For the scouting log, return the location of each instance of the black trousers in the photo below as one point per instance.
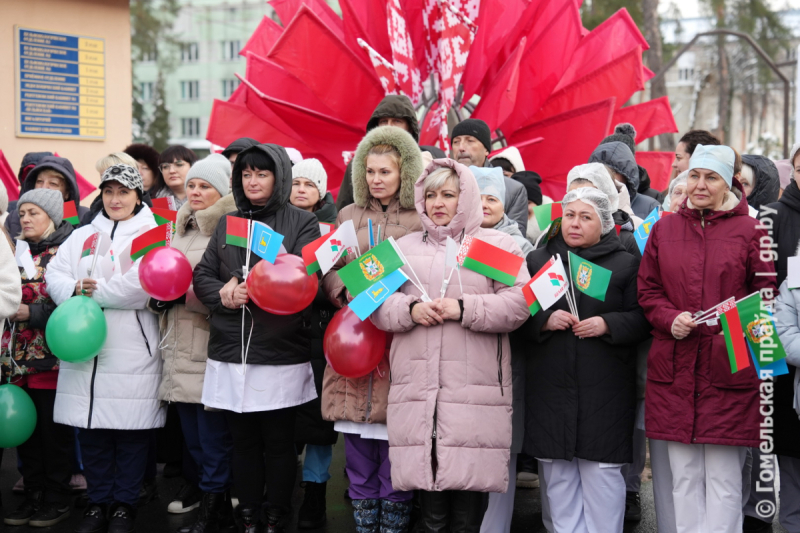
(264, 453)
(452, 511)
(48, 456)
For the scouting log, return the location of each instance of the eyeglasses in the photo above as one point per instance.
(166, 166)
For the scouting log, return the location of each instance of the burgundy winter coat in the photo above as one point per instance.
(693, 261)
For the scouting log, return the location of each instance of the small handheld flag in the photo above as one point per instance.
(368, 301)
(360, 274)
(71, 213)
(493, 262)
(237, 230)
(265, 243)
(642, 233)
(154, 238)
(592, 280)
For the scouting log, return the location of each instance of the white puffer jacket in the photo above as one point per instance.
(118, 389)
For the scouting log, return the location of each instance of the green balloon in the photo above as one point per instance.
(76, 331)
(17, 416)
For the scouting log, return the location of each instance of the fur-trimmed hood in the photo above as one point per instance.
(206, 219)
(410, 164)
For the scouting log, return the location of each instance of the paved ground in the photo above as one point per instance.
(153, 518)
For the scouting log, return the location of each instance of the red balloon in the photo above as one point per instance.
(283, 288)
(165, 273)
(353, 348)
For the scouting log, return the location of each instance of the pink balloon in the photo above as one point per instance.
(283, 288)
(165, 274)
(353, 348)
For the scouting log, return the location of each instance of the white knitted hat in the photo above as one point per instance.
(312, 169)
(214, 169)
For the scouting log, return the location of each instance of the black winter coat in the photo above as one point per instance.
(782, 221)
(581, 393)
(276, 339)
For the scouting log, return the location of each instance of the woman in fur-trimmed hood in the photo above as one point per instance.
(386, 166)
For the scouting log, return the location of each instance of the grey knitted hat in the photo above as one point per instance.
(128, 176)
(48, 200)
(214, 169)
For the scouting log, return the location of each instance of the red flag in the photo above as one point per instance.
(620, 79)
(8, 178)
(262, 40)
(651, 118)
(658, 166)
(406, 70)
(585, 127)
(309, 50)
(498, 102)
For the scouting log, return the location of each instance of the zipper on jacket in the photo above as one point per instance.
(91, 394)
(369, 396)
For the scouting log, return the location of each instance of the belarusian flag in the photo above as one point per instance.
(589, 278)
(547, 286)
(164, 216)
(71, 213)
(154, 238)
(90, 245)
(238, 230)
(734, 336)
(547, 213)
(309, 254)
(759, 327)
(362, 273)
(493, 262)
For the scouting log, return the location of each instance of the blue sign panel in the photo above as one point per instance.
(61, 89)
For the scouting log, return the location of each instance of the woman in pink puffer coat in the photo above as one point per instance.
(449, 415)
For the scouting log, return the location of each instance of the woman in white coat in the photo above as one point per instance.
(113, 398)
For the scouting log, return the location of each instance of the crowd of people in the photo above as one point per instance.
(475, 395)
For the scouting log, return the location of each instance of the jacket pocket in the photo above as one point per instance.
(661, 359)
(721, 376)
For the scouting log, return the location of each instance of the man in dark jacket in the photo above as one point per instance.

********

INSTRUCTION: With the line containing "of the blue" as the first and the last line of the records as the final one, print exactly the lines in that span.

TASK ANSWER:
For the scouting log, return the location of each instance of the blue sign panel in the photo above as one point per instance.
(61, 89)
For the scouting log, return the location of each instance of the woman in pink puffer coat in the photo above as one point per instance.
(449, 415)
For the scouting log, return the location of each instance of the woman in white coat in the photo above as one point per instance.
(113, 398)
For the scouting log, return the location of each instance of the crowd of people in the photo above as one point per instance.
(475, 395)
For the scouting log, return the location of each instance of the jacket pocket in the photo above as one point per instance.
(661, 359)
(721, 376)
For the scouting log, return the location of each instance of the man in dark jacket in the photo above as one point per instance.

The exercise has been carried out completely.